= Records shown =
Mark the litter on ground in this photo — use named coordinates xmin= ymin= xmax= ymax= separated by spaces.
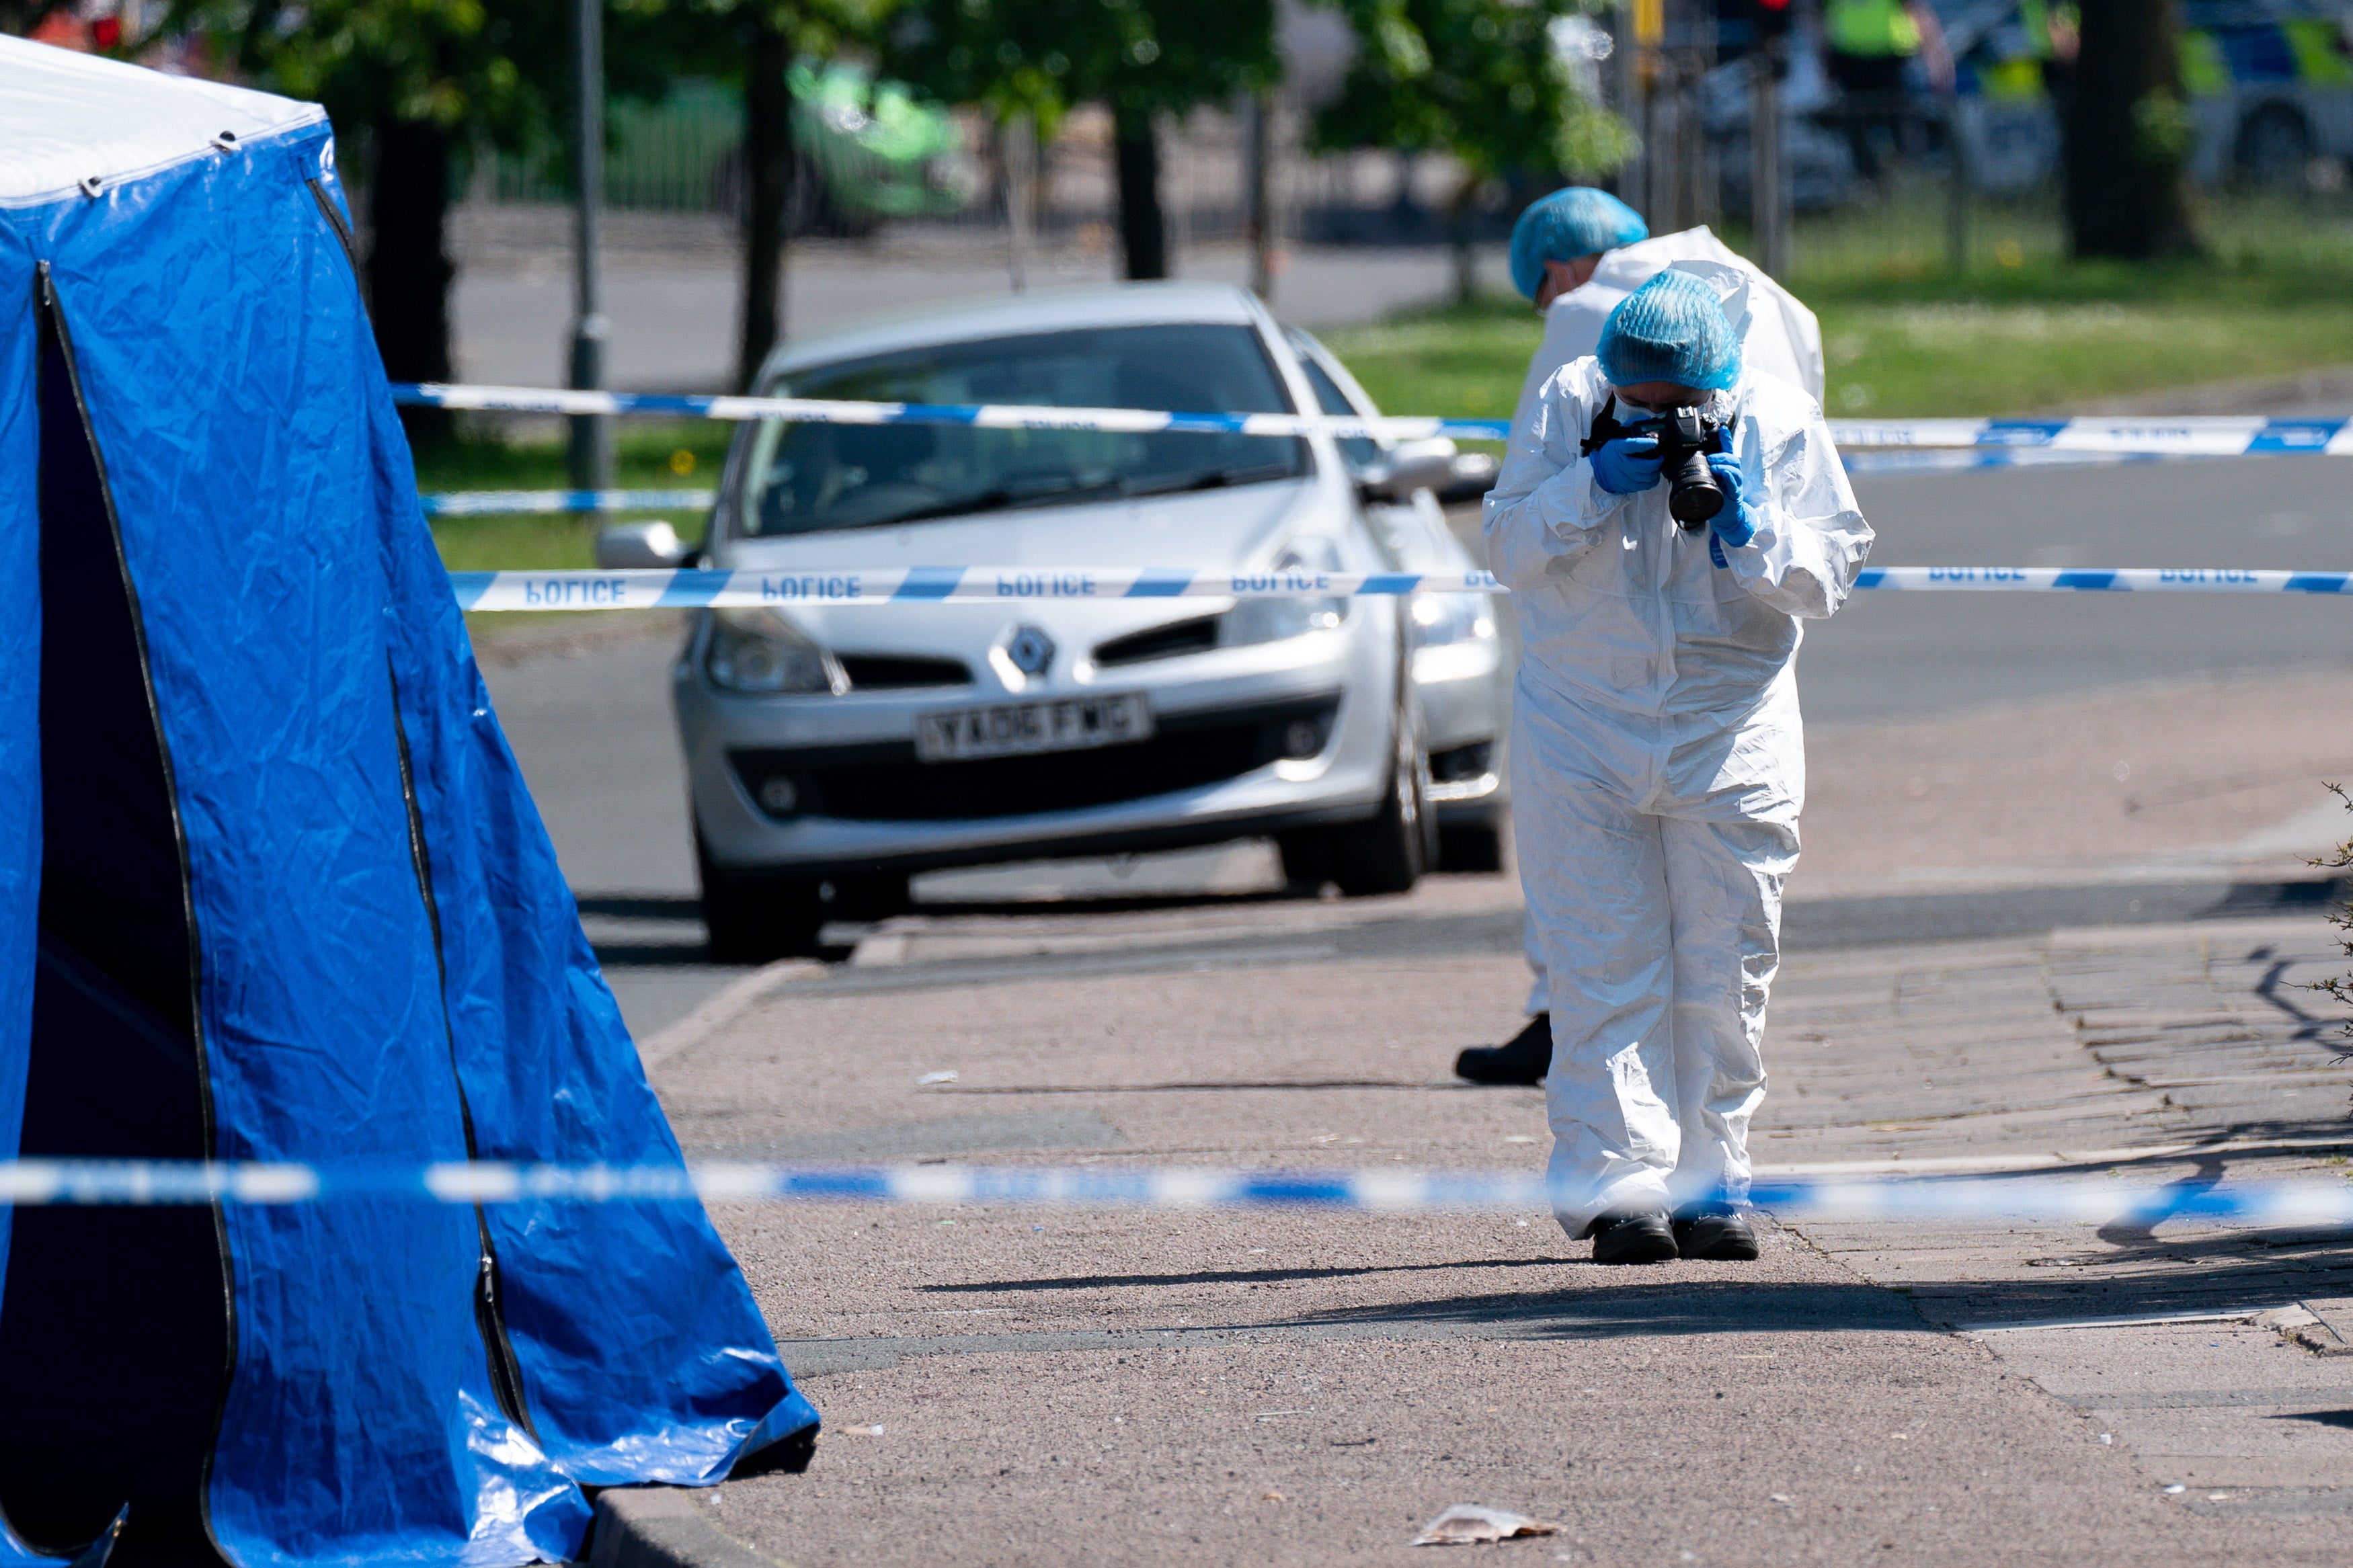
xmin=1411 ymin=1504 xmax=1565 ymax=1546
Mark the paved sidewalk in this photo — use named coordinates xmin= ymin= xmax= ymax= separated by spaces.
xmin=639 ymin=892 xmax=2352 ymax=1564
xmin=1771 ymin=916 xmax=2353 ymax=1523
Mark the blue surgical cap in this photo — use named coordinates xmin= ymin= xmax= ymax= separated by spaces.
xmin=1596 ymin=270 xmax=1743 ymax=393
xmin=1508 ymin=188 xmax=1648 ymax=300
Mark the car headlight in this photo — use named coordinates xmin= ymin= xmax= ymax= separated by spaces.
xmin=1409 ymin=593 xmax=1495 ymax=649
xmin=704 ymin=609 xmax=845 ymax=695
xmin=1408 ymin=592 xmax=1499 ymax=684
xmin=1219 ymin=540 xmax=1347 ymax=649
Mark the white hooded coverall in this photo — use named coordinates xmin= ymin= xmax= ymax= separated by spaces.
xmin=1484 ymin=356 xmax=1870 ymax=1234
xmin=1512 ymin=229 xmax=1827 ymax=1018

= What needs to be done =
Every entry above should come back exactly as written, except for its pictures.

= Your solution =
Mark the litter on ground in this photo — use named coordinates xmin= ymin= xmax= ymax= separated by spaces.
xmin=1411 ymin=1504 xmax=1565 ymax=1546
Mark the paved sidewalk in this photo — use named coordinates xmin= ymin= xmax= ymax= separated by spaces.
xmin=639 ymin=892 xmax=2352 ymax=1564
xmin=1771 ymin=916 xmax=2353 ymax=1523
Mark the blue surgical cap in this photo — use named coordinates xmin= ymin= xmax= ymax= separated by spaces.
xmin=1596 ymin=270 xmax=1743 ymax=393
xmin=1508 ymin=188 xmax=1648 ymax=300
Mark the car headlight in this photo — use named coordinates xmin= ymin= xmax= ymax= separated by spaces.
xmin=1409 ymin=593 xmax=1495 ymax=649
xmin=704 ymin=609 xmax=845 ymax=695
xmin=1408 ymin=592 xmax=1499 ymax=684
xmin=1219 ymin=540 xmax=1347 ymax=649
Mark the white hooded coverall in this photo — use named coordinates xmin= ymin= xmax= ymax= separated by spaces.
xmin=1484 ymin=356 xmax=1870 ymax=1234
xmin=1512 ymin=229 xmax=1827 ymax=1018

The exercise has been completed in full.